* **Opdrachten**
A. Op welke fiche neemt de werkgever volgens de tekst over incentive reizen een voordeel op dat hij rechtstreeks aan de genieter toekent?
B. Druk uit de tekst over incentive reizen het stuk af dat begint bij de woorden "Het is wel zo" en eindigt bij "281.10 of 281.20.".

* **Brontekst**
In de ruling wordt een onderscheid gemaakt tussen de ‘zuivere’ incentive reizen en de reizen met als doel het testen of voorstellen van nieuwe modellen of het bezoek aan een fabriek.

‘Zuivere’ incentive reizen

Onder een zuivere incentive reis verstaan wordt verstaan een reis zonder verplichtingen (geen productdemonstraties, geen fabrieksbezoeken, …).

In casu beslist de rulingdienst dat 70% van de kostprijs van de incentive reizen als een voordeel van alle aard ten name van de genieter moet worden belast in de mate dat de kostprijs per deelnemer per reis niet meer dan X EUR bedraagt. Spijtig genoeg maakt de rulingdienst het bedrag niet openbaar.

Het excedentair gedeelte van de  kostprijs per deelnemer per reis moet volledig worden weerhouden als een voordeel van alle aard.

Het is wel zo dat de rulingdienst er van werd overtuigd dat de reizen een beroepsmatig karakter hebben, in die zin dat ze tot doel hebben op een informele wijze een band tussen de verkopers onderling en de verkopers en de personeelsleden van de betrokken vennootschap te creëren, de uitwisseling van technische informatie tussen de deelnemers te bevorderen, discussiefora voor allerhande problemen op technisch vlak te vormen en de verkoop van producten te stimuleren.

Ficheverplichtingen

Interessant is ook de visie van de rulingdienst over de manier waarop fiches moeten worden opgemaakt.

Wanneer een voordeel rechtstreeks door de verstrekker (werkgever) aan de genieter (werknemer of bedrijfsleider) wordt toegekend, is er natuurlijk geen probleem. De werkgever neemt het voordeel gewoon op op een fiche 281.10 of 281.20.

Annotatieregels voor detectie:
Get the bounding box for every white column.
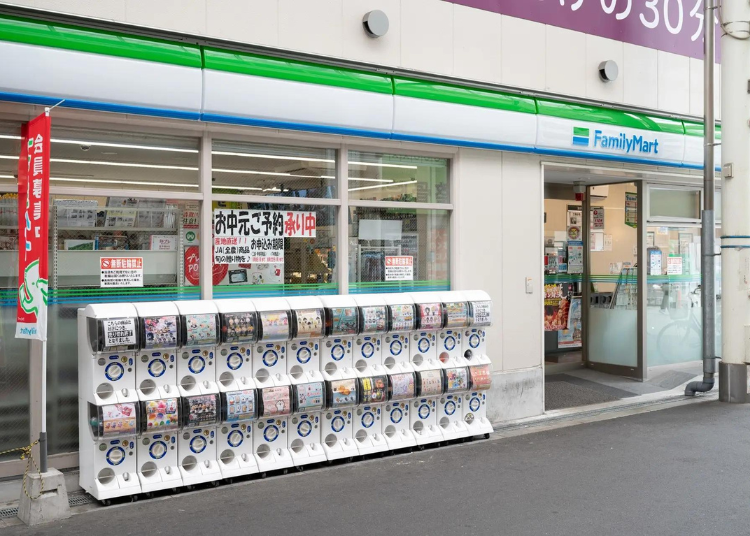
[719,0,750,402]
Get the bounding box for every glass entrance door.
[584,182,644,380]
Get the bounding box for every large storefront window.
[212,141,336,199]
[348,151,450,203]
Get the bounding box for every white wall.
[3,0,721,115]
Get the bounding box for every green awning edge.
[536,99,685,135]
[203,47,393,95]
[393,77,536,114]
[0,15,201,68]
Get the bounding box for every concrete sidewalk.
[7,402,750,536]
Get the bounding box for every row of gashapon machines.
[78,291,492,500]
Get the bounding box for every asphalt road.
[7,402,750,536]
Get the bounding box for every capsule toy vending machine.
[354,374,388,456]
[214,299,258,393]
[321,378,359,461]
[437,291,470,368]
[216,389,258,478]
[410,368,445,448]
[136,396,182,493]
[352,294,388,378]
[175,300,220,396]
[381,294,417,374]
[462,290,492,365]
[133,302,180,400]
[464,365,492,438]
[410,292,443,371]
[253,298,292,387]
[177,393,222,486]
[320,296,359,382]
[437,367,470,441]
[382,372,417,450]
[79,401,141,504]
[253,385,294,473]
[286,296,325,384]
[289,381,328,467]
[78,303,140,404]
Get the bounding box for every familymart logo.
[573,127,659,154]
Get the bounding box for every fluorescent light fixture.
[211,151,336,164]
[349,181,418,192]
[349,162,419,169]
[49,177,198,188]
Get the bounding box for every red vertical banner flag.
[16,110,51,341]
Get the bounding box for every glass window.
[212,141,336,199]
[50,123,199,192]
[213,202,338,298]
[649,186,701,219]
[348,151,450,203]
[349,207,450,293]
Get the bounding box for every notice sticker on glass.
[141,398,180,433]
[444,302,469,328]
[329,307,357,336]
[260,311,289,341]
[390,304,414,331]
[445,367,469,393]
[226,389,255,422]
[471,301,492,326]
[417,303,443,329]
[469,365,492,391]
[261,387,292,417]
[184,314,216,346]
[362,376,388,404]
[389,372,416,400]
[295,382,324,411]
[361,305,386,333]
[294,309,323,339]
[143,316,177,350]
[419,370,443,396]
[186,395,218,426]
[101,403,136,437]
[221,312,257,343]
[102,318,136,348]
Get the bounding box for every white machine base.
[138,467,182,493]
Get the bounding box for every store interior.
[543,166,721,411]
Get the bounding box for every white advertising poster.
[214,209,317,265]
[99,257,143,288]
[385,255,414,281]
[102,318,136,348]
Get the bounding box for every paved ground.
[7,402,750,536]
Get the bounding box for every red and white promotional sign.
[16,110,51,341]
[385,255,414,281]
[99,257,143,288]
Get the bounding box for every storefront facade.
[0,0,720,476]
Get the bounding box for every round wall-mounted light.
[599,60,620,82]
[362,9,389,38]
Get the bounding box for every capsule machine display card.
[143,316,177,350]
[261,386,292,417]
[221,312,257,343]
[391,304,414,331]
[445,302,469,328]
[419,303,443,329]
[294,309,323,339]
[260,311,289,341]
[185,314,216,346]
[142,398,180,433]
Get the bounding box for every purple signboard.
[446,0,721,59]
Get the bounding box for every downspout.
[685,0,716,396]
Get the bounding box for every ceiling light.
[349,181,417,192]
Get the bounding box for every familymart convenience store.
[0,17,720,476]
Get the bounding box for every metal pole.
[685,0,716,395]
[39,338,47,474]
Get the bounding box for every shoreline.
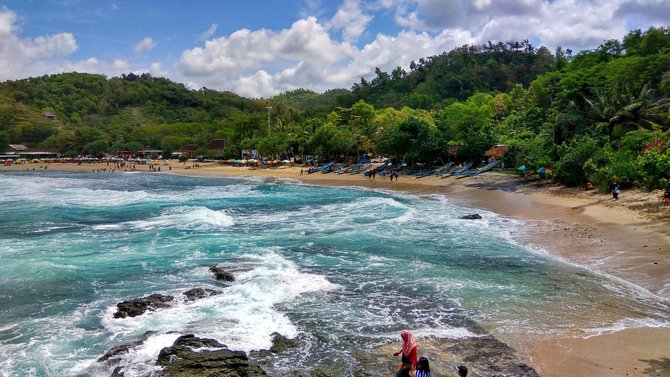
[0,161,670,377]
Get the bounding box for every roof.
[179,144,198,152]
[204,139,228,150]
[640,139,668,154]
[484,144,509,157]
[9,144,28,152]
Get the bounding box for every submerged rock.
[459,213,482,220]
[270,332,298,353]
[209,266,235,281]
[184,288,221,301]
[114,293,174,318]
[156,334,267,377]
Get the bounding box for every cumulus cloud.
[200,24,219,41]
[178,13,473,97]
[135,37,156,54]
[0,9,77,80]
[329,0,372,41]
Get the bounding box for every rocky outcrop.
[209,266,235,282]
[459,213,482,220]
[270,332,298,353]
[156,334,267,377]
[114,288,222,318]
[184,288,221,301]
[447,336,540,377]
[356,335,539,377]
[114,293,174,318]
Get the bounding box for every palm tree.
[584,85,670,144]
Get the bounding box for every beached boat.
[442,162,473,178]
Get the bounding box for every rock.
[98,340,144,362]
[459,213,482,220]
[270,332,298,353]
[114,293,174,318]
[209,266,235,281]
[184,288,221,301]
[447,336,540,377]
[98,331,156,365]
[156,334,267,377]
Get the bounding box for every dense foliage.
[0,28,670,189]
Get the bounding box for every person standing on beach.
[612,182,621,200]
[393,330,419,368]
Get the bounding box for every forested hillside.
[0,28,670,188]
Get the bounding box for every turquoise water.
[0,172,670,376]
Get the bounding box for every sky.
[0,0,670,98]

* **Oplossingen**
A. Op een fiche 281.10 of 281.20.

B.
Het is wel zo dat de rulingdienst er van werd overtuigd dat de reizen een beroepsmatig karakter hebben, in die zin dat ze tot doel hebben op een informele wijze een band tussen de verkopers onderling en de verkopers en de personeelsleden van de betrokken vennootschap te creëren, de uitwisseling van technische informatie tussen de deelnemers te bevorderen, discussiefora voor allerhande problemen op technisch vlak te vormen en de verkoop van producten te stimuleren.

Ficheverplichtingen

Interessant is ook de visie van de rulingdienst over de manier waarop fiches moeten worden opgemaakt.

Wanneer een voordeel rechtstreeks door de verstrekker (werkgever) aan de genieter (werknemer of bedrijfsleider) wordt toegekend, is er natuurlijk geen probleem. De werkgever neemt het voordeel gewoon op op een fiche 281.10 of 281.20.